◆ Aim of the exercise
Write out every line of the material below word for word, leaving out the pictures.

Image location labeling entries
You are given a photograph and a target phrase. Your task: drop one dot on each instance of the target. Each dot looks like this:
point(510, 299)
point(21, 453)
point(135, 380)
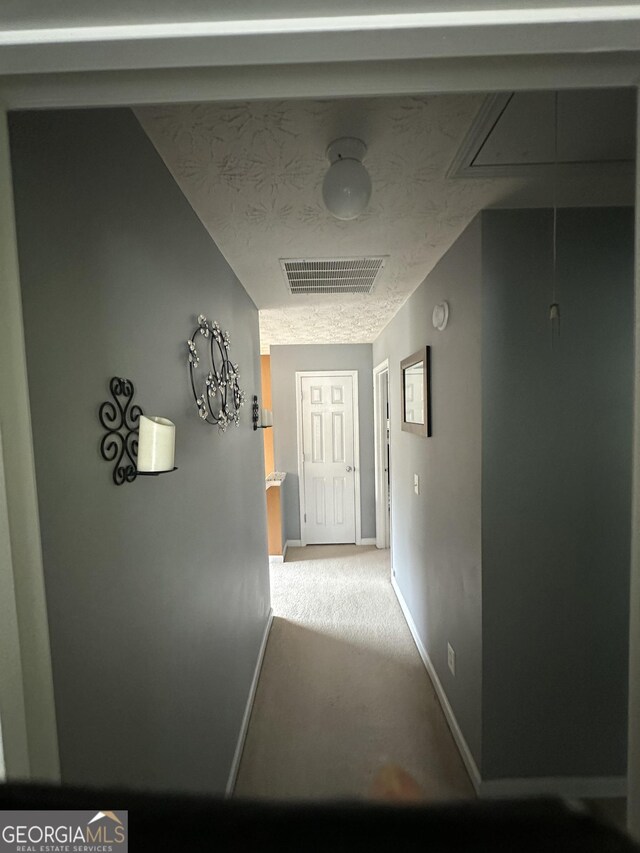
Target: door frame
point(382, 487)
point(323, 374)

◆ Response to this exercise
You are given a photograph and a target phrase. Your task: drop one dot on each instance of the target. Each dot looks like this:
point(510, 299)
point(21, 453)
point(135, 380)
Target: door frame
point(382, 487)
point(323, 374)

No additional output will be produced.